AÇÕES NECESSÁRIAS ::
1. Traduza para o inglês esta frase do trecho sobre violência processual: "A violência processual não é uma novidade."
2. Transcreva uma parte do trecho sobre violência processual, começando nas palavras que contêm "A violência processual não" e parando depois de "trata de perseguição.".

TRECHO SELECIONADO ::
######
Advogado de Alan Marmute de Souza, Henrique Werneck afirma que vai recorrer da decisão e volta a dizer que a discussão das partes gira em torno de uma disputa patrimonial. A defesa também nega a prática de violência processual.
“Ela fez uma série de acusações contra o marido. Todos os procedimentos indicados são respostas às investidas injustas que vêm sendo feitas contra a honra dele”, diz Werneck.
A violência processual não é uma novidade. Há notícias sobre a prática registradas no site do CNJ (Conselho Nacional de Justiça) em 2012.
No caso, uma mulher tentava se separar judicialmente havia cinco anos, e o marido era investigado por litigância de má-fé, ameaças e violência. Nesse período ele ajuizou mais de 200 processos contra advogados, juízes e contra a psicóloga da ex-mulher.
Especialistas afirmam que, além da multa por litigância de má-fé, como aconteceu com Alan, casos do tipo também podem ser considerados crimes de stalking, uma vez que se trata de perseguição.
Um projeto de lei de 2019, que está pronto para ser pautado na Comissão de Constituição e Justiça e de Cidadania da Câmara também trata de certa forma da violência processual.
Nele, a deputada federal Flávia Morais (PDT-GO) propõe uma emenda à Lei Maria da Penha que prevê perdas e danos para quem litigar de má-fé. Caso essa conduta seja comprovada, diz o projeto, a parte pode ser condenada a pagar uma multa, indenizar a parte e arcar com honorários advocatícios e com todas as despesas que efetuou.
Izabella Borges, advogada criminalista, especialista em violência contra a mulher e fundadora do Instituto Survivor, diz que a violência processual costuma ser praticada por homens que com acesso à Justiça e que têm condições de pagar advogados que viabilizem essa perseguição.
“As mulheres ficam abaladas, se sentem acuadas, têm vontade de desistir e acham que é uma guerra muito pesada a se comprar. Muitas acabam fazendo acordo em casos de família porque chegam no limite, não têm mais saúde mental para continuar”, diz Borges.
######
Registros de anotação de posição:

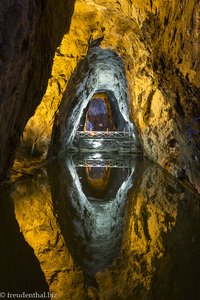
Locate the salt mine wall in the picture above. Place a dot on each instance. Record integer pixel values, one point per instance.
(158, 43)
(30, 31)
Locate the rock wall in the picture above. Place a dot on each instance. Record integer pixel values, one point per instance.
(30, 31)
(158, 42)
(159, 45)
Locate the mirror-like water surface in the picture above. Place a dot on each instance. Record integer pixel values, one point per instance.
(93, 227)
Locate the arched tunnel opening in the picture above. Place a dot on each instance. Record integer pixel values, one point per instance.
(93, 215)
(94, 113)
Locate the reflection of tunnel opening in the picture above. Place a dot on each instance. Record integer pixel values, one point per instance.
(96, 99)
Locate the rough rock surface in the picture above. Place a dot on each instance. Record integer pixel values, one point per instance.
(159, 44)
(37, 220)
(30, 31)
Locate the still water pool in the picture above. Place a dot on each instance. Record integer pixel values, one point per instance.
(93, 227)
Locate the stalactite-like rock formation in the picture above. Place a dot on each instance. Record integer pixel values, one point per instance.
(30, 31)
(159, 45)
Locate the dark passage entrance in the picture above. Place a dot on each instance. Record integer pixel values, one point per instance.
(99, 115)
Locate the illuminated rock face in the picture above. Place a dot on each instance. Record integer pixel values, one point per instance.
(30, 31)
(102, 70)
(159, 45)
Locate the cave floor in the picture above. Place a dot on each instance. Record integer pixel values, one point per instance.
(97, 227)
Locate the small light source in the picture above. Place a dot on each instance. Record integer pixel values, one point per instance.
(97, 155)
(97, 144)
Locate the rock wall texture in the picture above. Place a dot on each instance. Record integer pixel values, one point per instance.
(159, 44)
(30, 31)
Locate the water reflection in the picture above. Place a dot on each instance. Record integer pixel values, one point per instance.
(90, 203)
(122, 226)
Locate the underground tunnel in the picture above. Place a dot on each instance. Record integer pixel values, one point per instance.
(99, 149)
(98, 94)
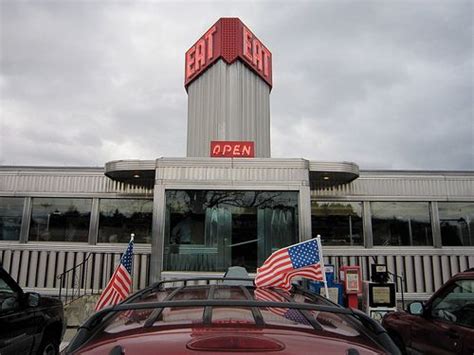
######
RESULTADOS DAS TAREFAS ::
1. Procedural violence is nothing new.

2.
A violência processual não é uma novidade. Há notícias sobre a prática registradas no site do CNJ (Conselho Nacional de Justiça) em 2012.
No caso, uma mulher tentava se separar judicialmente havia cinco anos, e o marido era investigado por litigância de má-fé, ameaças e violência. Nesse período ele ajuizou mais de 200 processos contra advogados, juízes e contra a psicóloga da ex-mulher.
Especialistas afirmam que, além da multa por litigância de má-fé, como aconteceu com Alan, casos do tipo também podem ser considerados crimes de stalking, uma vez que se trata de perseguição.